Prompt: Repeat the entries below exactly, pictures excluded.

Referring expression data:
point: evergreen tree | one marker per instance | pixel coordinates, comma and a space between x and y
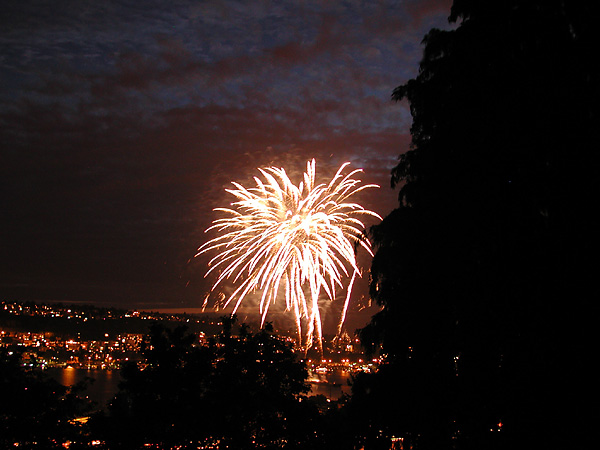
482, 270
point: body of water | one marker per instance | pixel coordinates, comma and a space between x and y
106, 383
101, 390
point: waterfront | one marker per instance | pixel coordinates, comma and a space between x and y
101, 390
332, 384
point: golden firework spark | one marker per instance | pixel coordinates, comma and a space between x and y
297, 239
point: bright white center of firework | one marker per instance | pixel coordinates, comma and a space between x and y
297, 239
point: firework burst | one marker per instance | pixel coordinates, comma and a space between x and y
299, 241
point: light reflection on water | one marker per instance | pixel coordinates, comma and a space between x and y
101, 390
106, 383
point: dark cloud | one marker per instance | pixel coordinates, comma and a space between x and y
121, 123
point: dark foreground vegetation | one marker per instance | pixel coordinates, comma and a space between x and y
484, 273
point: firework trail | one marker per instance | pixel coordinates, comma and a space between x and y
298, 240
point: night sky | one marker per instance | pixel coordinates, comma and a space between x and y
122, 122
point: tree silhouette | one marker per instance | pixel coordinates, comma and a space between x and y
481, 270
236, 391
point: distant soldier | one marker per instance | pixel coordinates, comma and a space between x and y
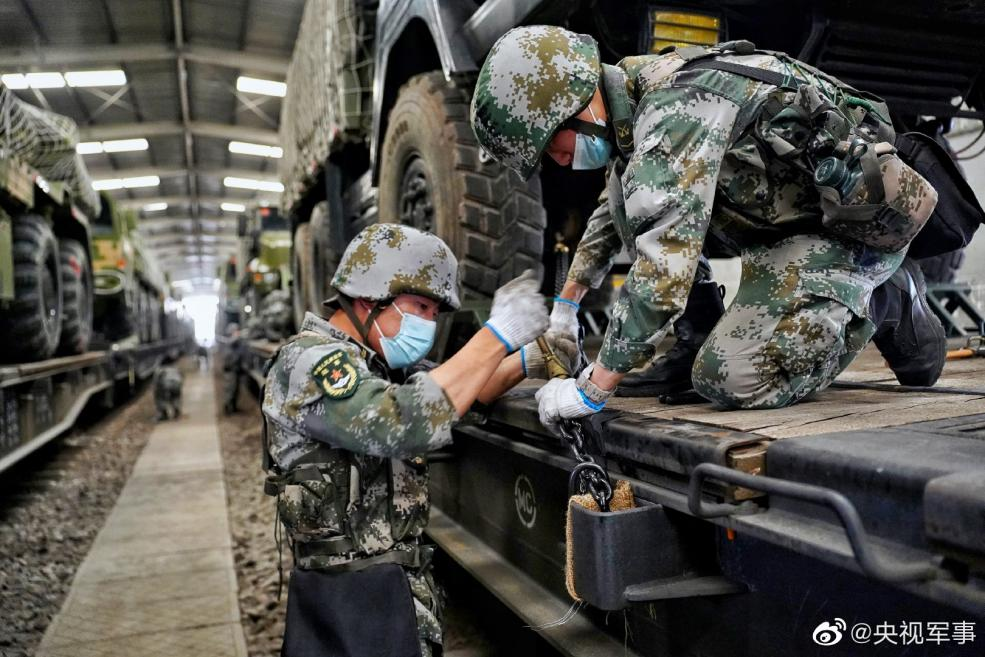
167, 392
232, 354
347, 444
720, 143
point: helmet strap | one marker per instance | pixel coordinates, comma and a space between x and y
362, 327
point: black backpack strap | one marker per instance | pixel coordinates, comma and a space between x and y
781, 80
621, 109
265, 461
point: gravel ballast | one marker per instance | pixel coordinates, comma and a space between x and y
52, 505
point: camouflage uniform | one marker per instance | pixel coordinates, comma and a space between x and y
348, 446
378, 436
801, 312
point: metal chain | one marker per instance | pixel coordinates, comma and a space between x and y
588, 476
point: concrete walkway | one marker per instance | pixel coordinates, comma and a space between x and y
159, 578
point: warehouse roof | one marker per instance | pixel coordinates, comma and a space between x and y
182, 61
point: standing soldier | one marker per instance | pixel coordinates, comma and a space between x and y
347, 446
721, 143
232, 352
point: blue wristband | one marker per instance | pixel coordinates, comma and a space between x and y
506, 343
588, 402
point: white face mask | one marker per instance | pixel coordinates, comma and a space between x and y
591, 152
411, 343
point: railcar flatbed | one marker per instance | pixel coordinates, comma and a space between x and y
40, 400
907, 464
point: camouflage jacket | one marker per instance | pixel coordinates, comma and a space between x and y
329, 405
694, 169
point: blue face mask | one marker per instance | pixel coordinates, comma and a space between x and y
411, 343
591, 152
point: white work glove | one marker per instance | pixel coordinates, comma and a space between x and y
532, 358
518, 314
562, 399
563, 338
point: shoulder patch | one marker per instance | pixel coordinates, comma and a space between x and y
336, 375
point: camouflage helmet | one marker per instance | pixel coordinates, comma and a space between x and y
386, 260
534, 79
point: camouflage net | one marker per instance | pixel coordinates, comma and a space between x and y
329, 89
46, 141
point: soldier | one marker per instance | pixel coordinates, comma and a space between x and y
232, 352
691, 153
167, 392
347, 444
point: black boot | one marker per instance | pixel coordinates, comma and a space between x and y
671, 372
908, 333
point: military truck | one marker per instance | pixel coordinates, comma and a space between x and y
375, 121
46, 202
264, 271
130, 288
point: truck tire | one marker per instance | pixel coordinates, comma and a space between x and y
31, 324
324, 255
76, 272
302, 272
942, 268
433, 177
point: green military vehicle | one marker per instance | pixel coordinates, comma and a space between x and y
264, 281
129, 286
375, 122
753, 536
46, 201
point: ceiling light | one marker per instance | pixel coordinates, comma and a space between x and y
258, 86
125, 183
88, 147
115, 146
45, 80
141, 181
250, 183
245, 148
124, 145
14, 81
107, 184
114, 78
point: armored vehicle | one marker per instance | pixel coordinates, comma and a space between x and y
46, 202
375, 123
761, 533
264, 267
130, 287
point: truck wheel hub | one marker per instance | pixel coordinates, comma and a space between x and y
416, 208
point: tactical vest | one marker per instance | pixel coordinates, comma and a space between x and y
839, 137
343, 510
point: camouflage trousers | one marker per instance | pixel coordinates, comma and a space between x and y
800, 317
429, 607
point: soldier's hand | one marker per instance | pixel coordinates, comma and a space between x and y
566, 350
564, 318
518, 314
561, 399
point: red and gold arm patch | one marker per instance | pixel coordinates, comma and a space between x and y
336, 375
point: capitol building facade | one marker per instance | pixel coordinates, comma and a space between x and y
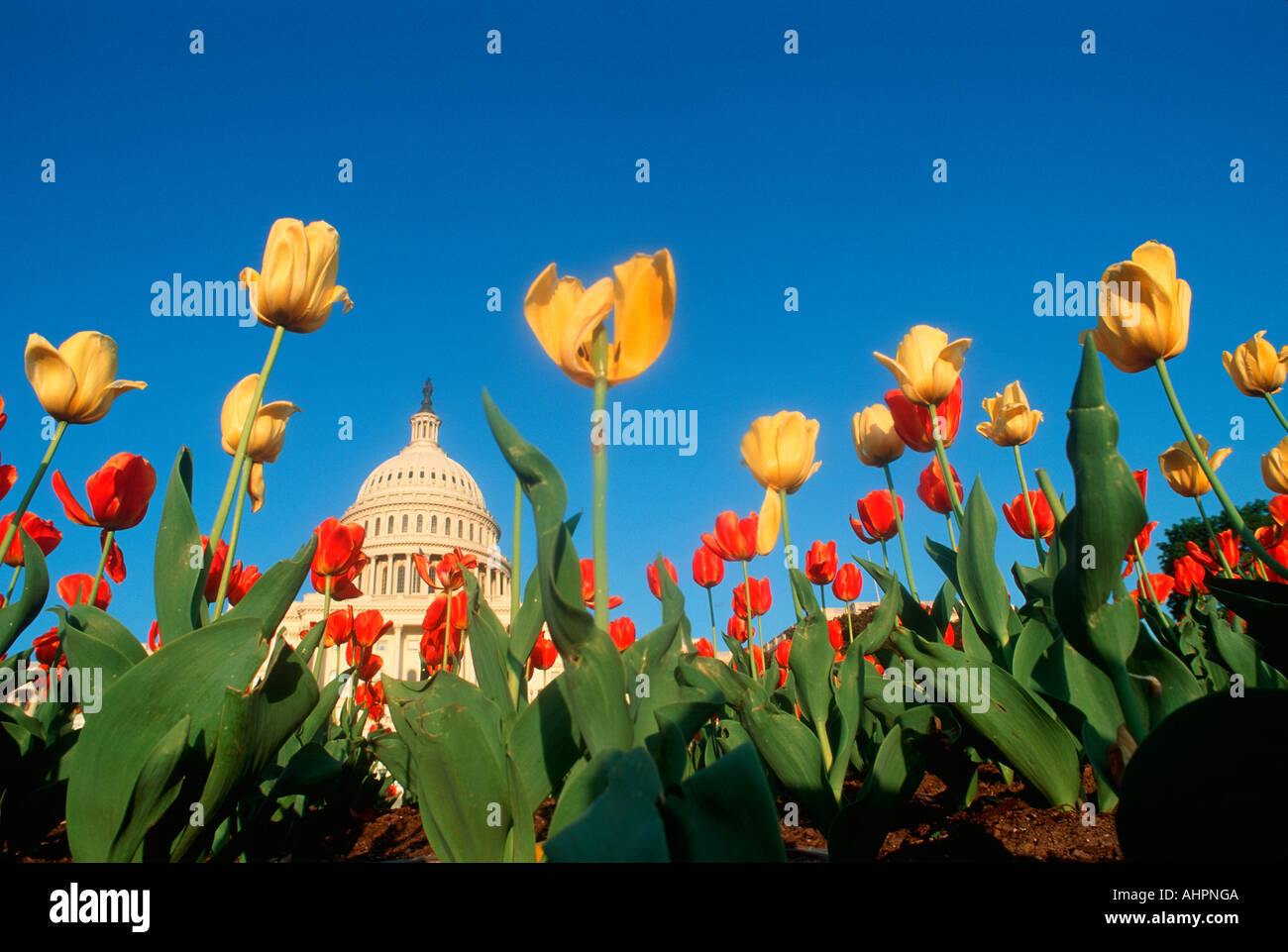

Exercise result:
point: evergreen tree | one marker per instance | pixel coordinates, comma and a space between x and y
482, 270
point: body of water | one marker per instance | pixel coordinates, comma and a space between x and y
106, 383
101, 390
point: waterfront | one marker per instance | pixel coordinates, comma and a space between x and y
101, 390
332, 384
point: golden firework spark | one marker per instance | pixel coordinates, comma and a space between x and y
297, 239
point: bright white center of firework | one marker per instance | pixel coordinates, comma and a space between x and y
297, 239
point: firework burst | one marker per instance | pixel coordinates, comma and a space between x and y
299, 241
point: light reflection on water | one marker per instance | pixel coordinates, comma and a space between x and y
101, 390
106, 383
point: dark cloud | one marker per instance | pixel coordinates, comma and a space between x and y
121, 123
point: dark foreground vegetation | one marker per instance | pixel coordinates, comma and a space between x and y
484, 273
point: firework trail | one marker per instance | pixel coordinates, comma and a space between x and y
298, 240
point: night sky | one marker per instance | pixel coordinates, comma and a space between x and y
122, 122
point: tree silhouette | one marker per instance | pixel coordinates, comma and a space between x and y
481, 270
236, 391
point: distant soldier | one marker per instance | pixel coordinates, comma and a space between x and y
167, 392
232, 354
347, 444
720, 143
point: helmet strap | one marker per instance | pixel coordinates, comma and a space between x and y
362, 327
point: black backpack strap | one marker per instance | pixel coordinates, comma and a space between x and y
781, 80
621, 109
265, 461
point: gravel ballast | one marker per instance | pixel coordinates, comma and a space between x and y
52, 505
point: camouflage uniform | one marker per instance | pixel coordinates, comma and a space between x and y
348, 446
378, 436
801, 312
point: metal chain | one marker per instance | pixel coordinates, comma and a space between x and y
588, 476
point: concrete walkway | one marker per instance | pixel coordinates, comma and a space between x and y
159, 578
point: warehouse roof | one marker per instance | pixel coordinates, comma and a space between x and y
182, 61
point: standing soldier | one marker per instance | pixel coordinates, comma and a space between x and y
347, 446
721, 143
232, 352
point: blue wristband | one marker per instance | pixel coordinates, comma and a space between x and y
506, 343
588, 402
point: white face mask | one marker per instance | pixel coordinates, comma and a space between x and y
591, 152
411, 343
point: railcar flatbed | one marker per instance | pixel coordinates, comma and a space between x and y
40, 400
907, 464
point: camouflage jacket | one marker per instance | pixel coordinates, comma and a space between x and y
329, 405
694, 169
point: blue face mask | one marker per instance | pixel coordinates, comma and a space between x and y
411, 343
591, 152
point: white work glove | one marker per instance | pixel coordinates, comma and a space between x and y
532, 358
518, 314
562, 399
563, 338
point: shoulder patch | one marker per instance | pixel coordinates, comma and a space between x and y
336, 375
point: camouflage helmet | one marker per instance | pixel coordinates, comma and a space between x and y
386, 260
534, 79
point: camouflage net | one marker per instance | pixel coordinates, comma and a space between x and y
329, 89
46, 141
point: soldier | one marker per instance | pixel coordinates, comma and a space between x and y
232, 352
691, 153
167, 392
347, 444
point: black boot | one marker per instance | pixel coordinates, comma and a space between x and y
671, 372
908, 333
point: military truck | one marker per instance | pixel coordinates, comma and a space between x and y
375, 121
46, 202
264, 271
130, 288
point: truck tire | one marker per instance | pixel coordinates, comma and a space between x and y
31, 324
324, 255
76, 272
302, 272
942, 268
433, 177
point: green military vehicle | one marker per instance | pixel coordinates, comma and a space between x and y
264, 281
129, 286
375, 122
753, 536
46, 201
point: ceiling light | one marker per instance | pixel coordinates, comma and a space between x and y
258, 86
125, 183
88, 147
115, 146
45, 80
141, 181
250, 183
245, 148
124, 145
14, 81
107, 184
114, 78
point: armored vehicle | one marker per instance | pixel coordinates, comma and a space between x and y
46, 202
375, 123
761, 533
264, 267
130, 287
point: truck wheel hub | one marker per instance | pixel coordinates, comma and a space between x and y
416, 208
point: tactical vest | one marker per instance | pixel coordinates, comma and a space between x and y
839, 137
343, 510
point: camouflage trousers | one marker per instance | pixel coordinates, comma and a space between x and y
800, 317
429, 607
point: soldier's hand | one marker per instance | pixel coordinates, comma and a space between x and y
566, 350
564, 318
518, 314
561, 399
point: red and gold arm patch | one marker per instance | pixel coordinates, comma and a space between x and y
336, 375
point: capitol building facade | one marker per instance | pixel coordinates, comma and a space between x and y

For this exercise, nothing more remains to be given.